TASK => Copy each line of the data below in which the word "ground" can be found.

-- RECORD EXCERPTS follows --

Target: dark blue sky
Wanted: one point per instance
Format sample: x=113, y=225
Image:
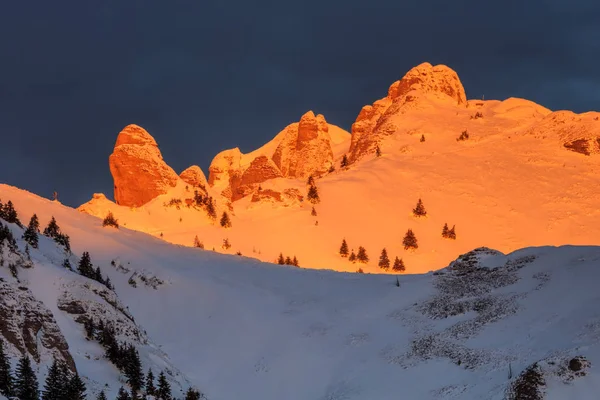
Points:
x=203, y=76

-- RECORD EXCERPTS concluded --
-- RECORD EXCERPTS follows --

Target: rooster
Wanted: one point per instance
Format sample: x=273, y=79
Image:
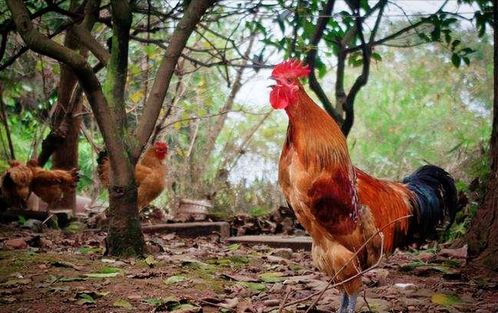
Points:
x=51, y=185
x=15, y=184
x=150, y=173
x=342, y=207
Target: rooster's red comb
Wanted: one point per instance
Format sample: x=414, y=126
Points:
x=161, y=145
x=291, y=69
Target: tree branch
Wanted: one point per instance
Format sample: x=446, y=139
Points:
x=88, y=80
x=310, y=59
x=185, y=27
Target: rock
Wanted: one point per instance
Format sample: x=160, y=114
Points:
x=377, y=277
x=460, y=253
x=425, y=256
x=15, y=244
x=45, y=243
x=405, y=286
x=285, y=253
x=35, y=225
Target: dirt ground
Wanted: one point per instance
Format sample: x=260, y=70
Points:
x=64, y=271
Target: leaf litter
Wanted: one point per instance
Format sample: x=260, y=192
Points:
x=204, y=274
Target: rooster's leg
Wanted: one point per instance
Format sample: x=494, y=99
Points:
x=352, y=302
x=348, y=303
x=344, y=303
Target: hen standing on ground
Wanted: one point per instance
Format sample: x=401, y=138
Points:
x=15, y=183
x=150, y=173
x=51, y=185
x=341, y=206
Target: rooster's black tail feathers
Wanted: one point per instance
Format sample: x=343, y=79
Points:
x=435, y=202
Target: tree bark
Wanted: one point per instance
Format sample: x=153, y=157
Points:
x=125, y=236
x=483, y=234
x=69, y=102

-- RECORD EXCERPTS concluded --
-- RECORD EXCERPTS follows --

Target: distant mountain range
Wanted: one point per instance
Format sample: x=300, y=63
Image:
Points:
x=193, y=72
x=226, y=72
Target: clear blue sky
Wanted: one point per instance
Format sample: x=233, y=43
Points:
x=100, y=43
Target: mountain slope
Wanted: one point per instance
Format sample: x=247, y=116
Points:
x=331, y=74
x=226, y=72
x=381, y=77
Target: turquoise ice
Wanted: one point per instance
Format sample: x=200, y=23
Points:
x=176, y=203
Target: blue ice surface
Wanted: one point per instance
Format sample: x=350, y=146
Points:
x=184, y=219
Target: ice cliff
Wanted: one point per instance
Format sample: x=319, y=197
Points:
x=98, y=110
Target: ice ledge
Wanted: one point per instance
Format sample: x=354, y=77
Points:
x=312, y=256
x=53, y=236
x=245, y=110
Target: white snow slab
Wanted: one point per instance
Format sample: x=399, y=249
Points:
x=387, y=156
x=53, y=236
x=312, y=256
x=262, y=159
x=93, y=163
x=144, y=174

-- RECORD EXCERPTS concluded --

EXERCISE ANSWER =>
Target: dirt ground
Target: hen standing on ground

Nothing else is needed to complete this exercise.